DATA EXTRACT:
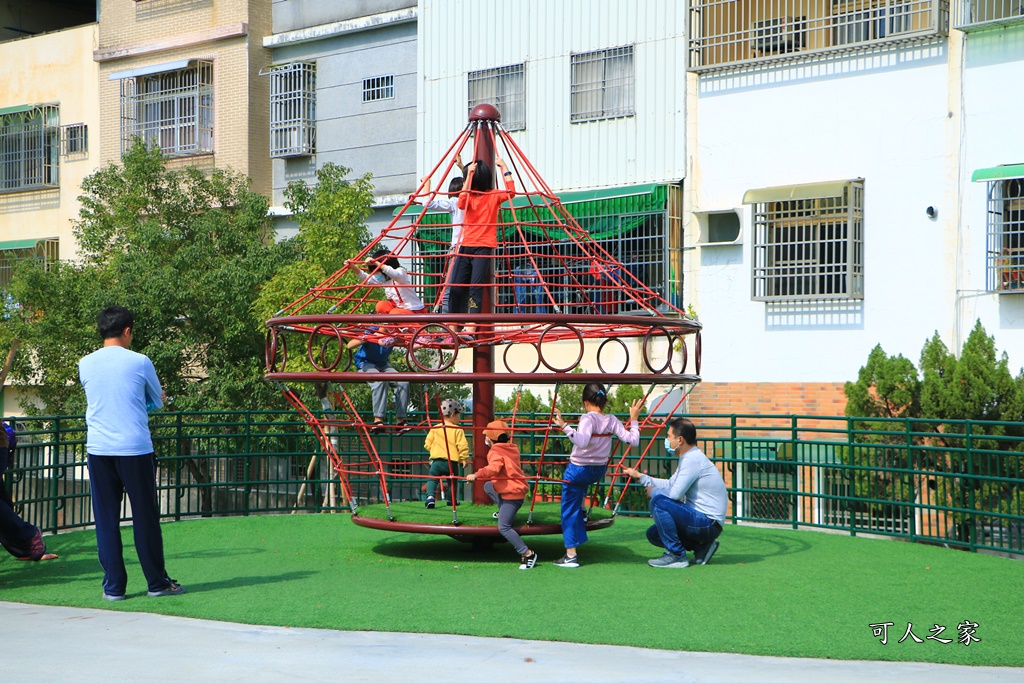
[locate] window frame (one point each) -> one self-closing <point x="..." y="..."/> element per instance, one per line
<point x="821" y="255"/>
<point x="378" y="88"/>
<point x="172" y="109"/>
<point x="509" y="99"/>
<point x="293" y="110"/>
<point x="584" y="87"/>
<point x="30" y="145"/>
<point x="1005" y="236"/>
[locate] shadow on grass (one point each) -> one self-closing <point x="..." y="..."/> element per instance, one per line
<point x="247" y="582"/>
<point x="445" y="549"/>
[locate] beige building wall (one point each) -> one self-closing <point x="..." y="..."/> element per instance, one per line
<point x="52" y="69"/>
<point x="229" y="34"/>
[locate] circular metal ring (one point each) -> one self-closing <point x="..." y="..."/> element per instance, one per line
<point x="684" y="352"/>
<point x="646" y="350"/>
<point x="323" y="366"/>
<point x="275" y="343"/>
<point x="540" y="347"/>
<point x="625" y="350"/>
<point x="270" y="350"/>
<point x="505" y="357"/>
<point x="444" y="332"/>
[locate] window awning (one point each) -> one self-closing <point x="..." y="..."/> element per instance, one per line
<point x="811" y="190"/>
<point x="998" y="172"/>
<point x="16" y="110"/>
<point x="152" y="69"/>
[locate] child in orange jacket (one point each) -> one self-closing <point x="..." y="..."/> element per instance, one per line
<point x="507" y="486"/>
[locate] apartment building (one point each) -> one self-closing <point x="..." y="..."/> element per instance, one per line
<point x="343" y="90"/>
<point x="49" y="121"/>
<point x="594" y="94"/>
<point x="184" y="75"/>
<point x="834" y="145"/>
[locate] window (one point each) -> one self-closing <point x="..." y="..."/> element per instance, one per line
<point x="172" y="110"/>
<point x="504" y="87"/>
<point x="381" y="87"/>
<point x="603" y="84"/>
<point x="808" y="242"/>
<point x="29" y="147"/>
<point x="725" y="34"/>
<point x="719" y="227"/>
<point x="1006" y="236"/>
<point x="74" y="139"/>
<point x="11" y="253"/>
<point x="293" y="110"/>
<point x="857" y="23"/>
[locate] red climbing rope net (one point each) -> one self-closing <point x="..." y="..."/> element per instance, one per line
<point x="549" y="282"/>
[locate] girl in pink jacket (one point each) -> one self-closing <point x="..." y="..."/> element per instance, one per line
<point x="592" y="443"/>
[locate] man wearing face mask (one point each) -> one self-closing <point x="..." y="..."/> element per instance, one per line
<point x="689" y="508"/>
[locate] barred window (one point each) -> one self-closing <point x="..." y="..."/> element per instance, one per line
<point x="171" y="110"/>
<point x="808" y="242"/>
<point x="377" y="88"/>
<point x="29" y="147"/>
<point x="603" y="84"/>
<point x="1006" y="236"/>
<point x="74" y="139"/>
<point x="293" y="110"/>
<point x="504" y="87"/>
<point x="43" y="251"/>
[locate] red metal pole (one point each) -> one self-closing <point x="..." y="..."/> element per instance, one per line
<point x="483" y="356"/>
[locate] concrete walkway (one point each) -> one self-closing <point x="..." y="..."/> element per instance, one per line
<point x="70" y="644"/>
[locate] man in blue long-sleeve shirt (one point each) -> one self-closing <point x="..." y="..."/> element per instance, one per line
<point x="121" y="387"/>
<point x="689" y="508"/>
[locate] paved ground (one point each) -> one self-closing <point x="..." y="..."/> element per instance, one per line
<point x="64" y="643"/>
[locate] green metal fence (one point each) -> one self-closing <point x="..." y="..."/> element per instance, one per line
<point x="952" y="482"/>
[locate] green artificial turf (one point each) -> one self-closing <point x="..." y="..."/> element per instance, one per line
<point x="470" y="515"/>
<point x="768" y="591"/>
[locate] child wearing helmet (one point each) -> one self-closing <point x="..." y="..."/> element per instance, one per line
<point x="448" y="445"/>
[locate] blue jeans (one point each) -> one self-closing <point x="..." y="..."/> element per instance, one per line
<point x="111" y="477"/>
<point x="578" y="479"/>
<point x="678" y="526"/>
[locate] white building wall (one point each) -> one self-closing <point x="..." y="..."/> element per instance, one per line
<point x="881" y="118"/>
<point x="459" y="37"/>
<point x="892" y="118"/>
<point x="993" y="102"/>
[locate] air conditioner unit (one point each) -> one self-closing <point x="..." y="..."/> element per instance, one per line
<point x="783" y="34"/>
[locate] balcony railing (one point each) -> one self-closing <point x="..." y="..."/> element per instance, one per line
<point x="981" y="14"/>
<point x="727" y="33"/>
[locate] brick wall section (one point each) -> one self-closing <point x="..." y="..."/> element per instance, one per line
<point x="241" y="95"/>
<point x="768" y="398"/>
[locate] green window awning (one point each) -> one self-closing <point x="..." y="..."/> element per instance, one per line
<point x="998" y="172"/>
<point x="811" y="190"/>
<point x="16" y="110"/>
<point x="20" y="244"/>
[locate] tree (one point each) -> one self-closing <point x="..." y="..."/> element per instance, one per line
<point x="332" y="218"/>
<point x="188" y="252"/>
<point x="886" y="387"/>
<point x="974" y="391"/>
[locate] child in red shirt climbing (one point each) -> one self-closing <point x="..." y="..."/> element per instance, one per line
<point x="479" y="236"/>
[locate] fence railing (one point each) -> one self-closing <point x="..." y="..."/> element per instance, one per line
<point x="952" y="482"/>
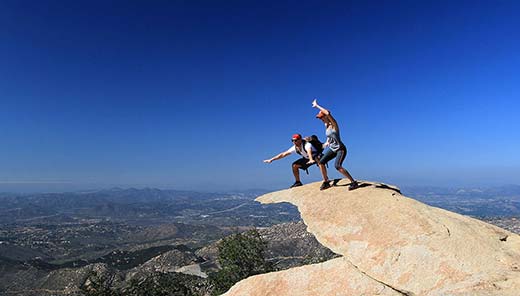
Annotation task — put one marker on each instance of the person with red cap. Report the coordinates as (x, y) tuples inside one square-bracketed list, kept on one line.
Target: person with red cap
[(336, 148), (309, 157)]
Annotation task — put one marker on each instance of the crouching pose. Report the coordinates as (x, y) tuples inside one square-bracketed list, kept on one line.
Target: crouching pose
[(310, 155), (336, 148)]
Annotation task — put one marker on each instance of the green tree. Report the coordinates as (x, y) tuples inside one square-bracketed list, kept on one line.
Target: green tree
[(240, 256)]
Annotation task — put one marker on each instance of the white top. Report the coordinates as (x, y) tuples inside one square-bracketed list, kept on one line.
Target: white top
[(301, 150)]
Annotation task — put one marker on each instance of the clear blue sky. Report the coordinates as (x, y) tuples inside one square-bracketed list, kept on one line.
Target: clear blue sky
[(195, 94)]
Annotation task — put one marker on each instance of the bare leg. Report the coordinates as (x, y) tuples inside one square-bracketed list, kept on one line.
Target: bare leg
[(346, 174), (296, 172), (323, 170)]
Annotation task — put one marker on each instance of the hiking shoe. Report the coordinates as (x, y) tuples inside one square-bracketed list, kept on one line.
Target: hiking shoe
[(353, 185), (324, 185), (296, 184)]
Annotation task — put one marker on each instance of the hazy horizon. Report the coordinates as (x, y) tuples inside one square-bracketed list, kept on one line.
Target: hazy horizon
[(194, 95)]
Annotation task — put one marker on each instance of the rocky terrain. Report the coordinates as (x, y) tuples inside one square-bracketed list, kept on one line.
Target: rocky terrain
[(392, 245)]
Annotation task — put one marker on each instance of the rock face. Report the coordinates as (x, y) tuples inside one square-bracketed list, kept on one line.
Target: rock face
[(391, 245)]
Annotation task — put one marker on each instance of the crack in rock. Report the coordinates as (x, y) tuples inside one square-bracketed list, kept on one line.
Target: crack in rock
[(405, 293)]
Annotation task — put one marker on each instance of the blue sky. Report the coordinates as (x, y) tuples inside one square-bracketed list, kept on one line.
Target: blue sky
[(195, 94)]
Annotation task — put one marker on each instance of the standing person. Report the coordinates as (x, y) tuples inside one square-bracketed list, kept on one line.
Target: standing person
[(309, 157), (336, 147)]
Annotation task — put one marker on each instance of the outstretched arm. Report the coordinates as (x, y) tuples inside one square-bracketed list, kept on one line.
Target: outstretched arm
[(281, 155), (327, 114)]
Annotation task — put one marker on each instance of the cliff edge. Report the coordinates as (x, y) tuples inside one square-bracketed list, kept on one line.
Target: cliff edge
[(391, 245)]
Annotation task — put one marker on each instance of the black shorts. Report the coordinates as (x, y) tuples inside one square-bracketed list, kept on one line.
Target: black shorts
[(341, 154), (303, 163)]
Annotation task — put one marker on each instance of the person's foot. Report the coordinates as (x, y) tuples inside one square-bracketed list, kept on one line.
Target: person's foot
[(296, 184), (324, 185), (353, 185)]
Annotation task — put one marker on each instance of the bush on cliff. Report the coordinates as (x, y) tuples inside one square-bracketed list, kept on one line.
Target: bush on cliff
[(240, 256)]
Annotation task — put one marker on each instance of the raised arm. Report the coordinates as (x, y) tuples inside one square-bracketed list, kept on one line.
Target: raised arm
[(327, 114)]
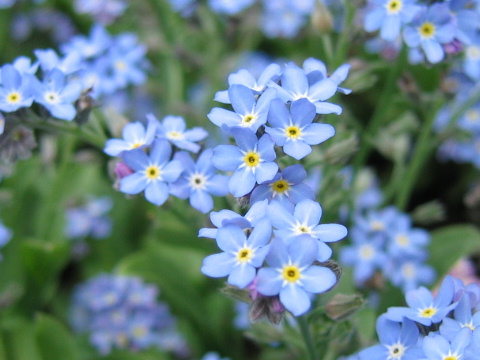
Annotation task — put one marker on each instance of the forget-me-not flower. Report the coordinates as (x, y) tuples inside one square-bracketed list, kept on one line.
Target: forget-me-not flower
[(431, 27), (173, 129), (294, 130), (15, 90), (252, 161), (292, 275), (241, 255), (152, 172), (247, 111), (57, 95), (199, 181)]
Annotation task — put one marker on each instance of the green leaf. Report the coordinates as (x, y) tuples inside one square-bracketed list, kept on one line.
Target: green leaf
[(43, 260), (53, 340), (450, 244)]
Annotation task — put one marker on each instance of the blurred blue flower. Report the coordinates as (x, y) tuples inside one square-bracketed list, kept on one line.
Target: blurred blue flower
[(304, 222), (15, 90), (397, 341), (199, 180), (423, 307), (248, 112), (90, 219), (57, 95), (152, 172), (252, 161), (122, 312), (389, 16), (431, 27), (294, 130), (172, 128), (241, 255), (292, 275)]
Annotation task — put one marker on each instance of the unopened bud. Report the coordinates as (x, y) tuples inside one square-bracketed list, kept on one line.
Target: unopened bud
[(342, 306)]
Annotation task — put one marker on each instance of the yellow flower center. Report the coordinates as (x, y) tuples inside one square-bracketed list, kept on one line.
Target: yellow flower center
[(291, 273), (153, 172), (120, 65), (175, 135), (408, 271), (139, 331), (280, 186), (427, 30), (428, 312), (293, 132), (396, 351), (244, 255), (14, 97), (377, 225), (402, 240), (248, 120), (252, 159), (473, 52), (52, 97), (394, 6), (367, 252), (472, 115)]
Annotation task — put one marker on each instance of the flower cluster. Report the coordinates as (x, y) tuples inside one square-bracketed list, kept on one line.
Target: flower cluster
[(90, 219), (428, 30), (280, 18), (385, 240), (161, 173), (274, 114), (449, 323), (122, 312)]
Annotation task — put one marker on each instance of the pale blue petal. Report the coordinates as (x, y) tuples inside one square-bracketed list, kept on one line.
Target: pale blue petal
[(295, 299), (318, 279), (218, 265), (157, 192)]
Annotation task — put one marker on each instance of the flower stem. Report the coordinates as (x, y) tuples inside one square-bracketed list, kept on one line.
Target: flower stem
[(422, 152), (307, 337)]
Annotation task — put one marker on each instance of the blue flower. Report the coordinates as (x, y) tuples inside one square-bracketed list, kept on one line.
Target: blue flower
[(229, 7), (295, 130), (152, 173), (121, 312), (295, 86), (134, 136), (397, 341), (15, 91), (389, 15), (436, 347), (252, 161), (172, 128), (254, 215), (365, 255), (286, 187), (423, 307), (199, 180), (305, 222), (57, 95), (463, 318), (89, 219), (241, 256), (50, 60), (292, 274), (248, 113), (244, 77), (431, 28)]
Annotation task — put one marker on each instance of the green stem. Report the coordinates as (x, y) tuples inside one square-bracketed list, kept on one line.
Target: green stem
[(423, 150), (307, 337)]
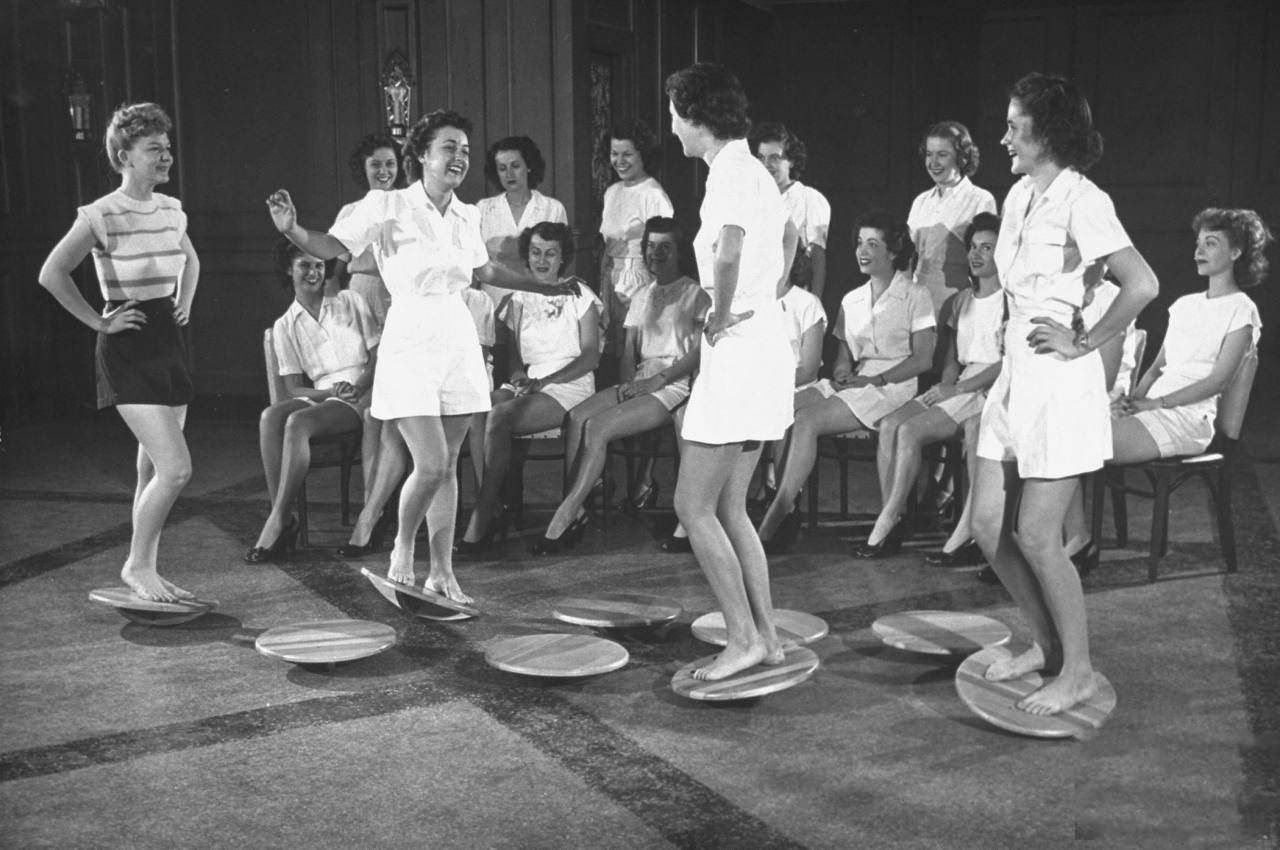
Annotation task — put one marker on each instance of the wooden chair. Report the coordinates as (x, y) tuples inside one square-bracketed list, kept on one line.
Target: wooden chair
[(1165, 475), (328, 451)]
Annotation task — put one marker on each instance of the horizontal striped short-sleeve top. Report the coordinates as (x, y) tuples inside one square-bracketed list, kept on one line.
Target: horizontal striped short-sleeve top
[(137, 246)]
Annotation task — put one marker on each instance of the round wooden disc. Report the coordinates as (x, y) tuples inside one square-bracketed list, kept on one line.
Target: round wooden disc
[(616, 609), (557, 656), (417, 601), (327, 641), (996, 702), (150, 612), (941, 633), (798, 665), (794, 626)]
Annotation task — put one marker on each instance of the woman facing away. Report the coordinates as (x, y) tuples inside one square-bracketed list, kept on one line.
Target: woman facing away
[(147, 270), (432, 374), (327, 350), (663, 327), (1047, 419), (743, 393)]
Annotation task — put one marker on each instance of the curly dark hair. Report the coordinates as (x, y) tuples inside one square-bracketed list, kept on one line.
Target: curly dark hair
[(283, 254), (548, 232), (1246, 231), (640, 135), (711, 95), (1061, 119), (956, 133), (792, 149), (423, 133), (365, 149), (661, 224), (897, 236), (528, 151), (129, 123)]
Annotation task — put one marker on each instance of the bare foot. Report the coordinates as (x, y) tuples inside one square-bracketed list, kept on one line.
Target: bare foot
[(401, 569), (1060, 694), (1029, 662), (446, 585), (146, 584), (731, 661)]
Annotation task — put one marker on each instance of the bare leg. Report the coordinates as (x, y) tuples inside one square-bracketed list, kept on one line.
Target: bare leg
[(827, 416), (632, 416), (300, 426), (159, 432)]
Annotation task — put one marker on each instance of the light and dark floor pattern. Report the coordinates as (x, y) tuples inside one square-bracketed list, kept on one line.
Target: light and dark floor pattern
[(119, 735)]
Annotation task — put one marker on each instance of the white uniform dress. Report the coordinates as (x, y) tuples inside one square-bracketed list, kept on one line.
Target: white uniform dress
[(744, 391), (1197, 328), (804, 310), (545, 329), (365, 279), (1048, 412), (501, 232), (937, 220), (977, 324), (429, 362), (626, 209), (668, 319), (880, 337)]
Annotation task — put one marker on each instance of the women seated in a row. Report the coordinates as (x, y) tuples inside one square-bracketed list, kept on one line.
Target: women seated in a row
[(886, 329), (327, 350), (556, 347)]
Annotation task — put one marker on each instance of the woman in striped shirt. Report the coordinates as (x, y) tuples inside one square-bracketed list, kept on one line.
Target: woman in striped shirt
[(147, 270)]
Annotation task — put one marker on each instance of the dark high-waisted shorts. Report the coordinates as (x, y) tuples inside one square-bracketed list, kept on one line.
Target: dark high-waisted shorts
[(150, 365)]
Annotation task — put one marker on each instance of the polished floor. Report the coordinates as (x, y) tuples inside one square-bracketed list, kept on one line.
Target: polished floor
[(117, 735)]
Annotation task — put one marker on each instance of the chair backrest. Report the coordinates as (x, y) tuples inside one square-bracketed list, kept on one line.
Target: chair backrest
[(274, 383), (1235, 398)]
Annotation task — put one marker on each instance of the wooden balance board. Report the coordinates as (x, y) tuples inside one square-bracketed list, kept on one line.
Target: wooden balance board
[(799, 663), (328, 641), (558, 656), (150, 612), (941, 633), (995, 702), (617, 611), (792, 626), (417, 601)]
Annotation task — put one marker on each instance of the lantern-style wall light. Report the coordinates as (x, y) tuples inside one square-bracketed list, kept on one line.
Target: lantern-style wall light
[(397, 90)]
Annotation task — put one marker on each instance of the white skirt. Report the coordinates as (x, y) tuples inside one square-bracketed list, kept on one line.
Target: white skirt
[(429, 361), (745, 388)]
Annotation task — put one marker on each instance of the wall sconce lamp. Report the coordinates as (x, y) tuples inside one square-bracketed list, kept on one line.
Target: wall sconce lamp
[(397, 90), (81, 106)]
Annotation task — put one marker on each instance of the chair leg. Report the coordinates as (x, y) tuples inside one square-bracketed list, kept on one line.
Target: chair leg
[(1161, 483)]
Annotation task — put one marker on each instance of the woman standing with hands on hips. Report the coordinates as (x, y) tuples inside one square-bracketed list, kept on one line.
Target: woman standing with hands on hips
[(744, 392), (1047, 416), (147, 269), (430, 374)]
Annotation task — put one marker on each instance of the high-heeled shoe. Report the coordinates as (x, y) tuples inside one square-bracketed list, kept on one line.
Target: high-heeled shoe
[(891, 543), (641, 499), (373, 544), (284, 543), (1087, 558), (571, 537), (497, 528), (786, 534)]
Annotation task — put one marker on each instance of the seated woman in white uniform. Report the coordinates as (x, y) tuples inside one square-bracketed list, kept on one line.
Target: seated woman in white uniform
[(886, 328), (1047, 417), (556, 346), (976, 316), (1173, 408), (432, 374), (663, 328), (327, 348)]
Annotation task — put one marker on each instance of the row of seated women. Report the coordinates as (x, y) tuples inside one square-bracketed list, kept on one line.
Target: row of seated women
[(887, 330)]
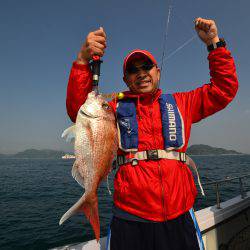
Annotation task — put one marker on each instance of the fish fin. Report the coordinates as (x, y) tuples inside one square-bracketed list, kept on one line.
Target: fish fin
[(76, 174), (69, 134), (90, 208), (108, 187)]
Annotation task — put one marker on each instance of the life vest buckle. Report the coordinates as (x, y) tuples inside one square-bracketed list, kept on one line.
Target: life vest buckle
[(152, 154), (134, 162)]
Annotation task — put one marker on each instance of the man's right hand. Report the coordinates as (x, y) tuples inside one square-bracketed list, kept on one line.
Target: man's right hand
[(95, 44)]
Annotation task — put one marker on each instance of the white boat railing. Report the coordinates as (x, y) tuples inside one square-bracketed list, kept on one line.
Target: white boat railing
[(218, 183)]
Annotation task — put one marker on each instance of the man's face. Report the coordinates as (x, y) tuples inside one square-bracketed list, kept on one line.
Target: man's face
[(142, 76)]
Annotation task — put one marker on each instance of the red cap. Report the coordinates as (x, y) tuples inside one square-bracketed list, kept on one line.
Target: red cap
[(137, 53)]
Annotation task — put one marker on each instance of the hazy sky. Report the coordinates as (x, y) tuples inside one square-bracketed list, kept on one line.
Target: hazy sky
[(40, 39)]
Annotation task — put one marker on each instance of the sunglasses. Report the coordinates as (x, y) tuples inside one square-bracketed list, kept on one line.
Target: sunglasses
[(135, 69)]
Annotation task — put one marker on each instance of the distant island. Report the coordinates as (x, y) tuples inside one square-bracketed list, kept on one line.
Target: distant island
[(35, 153), (54, 154), (201, 149)]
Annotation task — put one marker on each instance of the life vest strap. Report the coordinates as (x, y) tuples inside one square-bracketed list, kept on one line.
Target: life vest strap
[(157, 154), (154, 154)]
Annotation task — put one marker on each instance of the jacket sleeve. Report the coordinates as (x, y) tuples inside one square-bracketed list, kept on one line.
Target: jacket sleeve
[(79, 85), (213, 97)]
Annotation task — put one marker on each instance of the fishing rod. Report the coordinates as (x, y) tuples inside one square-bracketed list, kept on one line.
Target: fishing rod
[(96, 68)]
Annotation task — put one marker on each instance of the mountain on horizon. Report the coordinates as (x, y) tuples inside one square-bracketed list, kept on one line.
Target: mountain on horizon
[(199, 149), (35, 153)]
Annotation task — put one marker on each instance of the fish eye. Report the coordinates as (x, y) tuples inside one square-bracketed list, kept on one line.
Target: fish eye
[(105, 106)]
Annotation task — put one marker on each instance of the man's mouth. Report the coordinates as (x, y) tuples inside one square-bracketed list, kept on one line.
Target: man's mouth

PROBLEM DETAILS: Look over the records above and copy each line that includes the string "mouth".

EXPECTED OUTPUT:
Annotation task — put one marker on each instance of the man's mouth. Report the coordinates as (x, y) tuples inside one square-bracketed list, kept on one line.
Target: man's mouth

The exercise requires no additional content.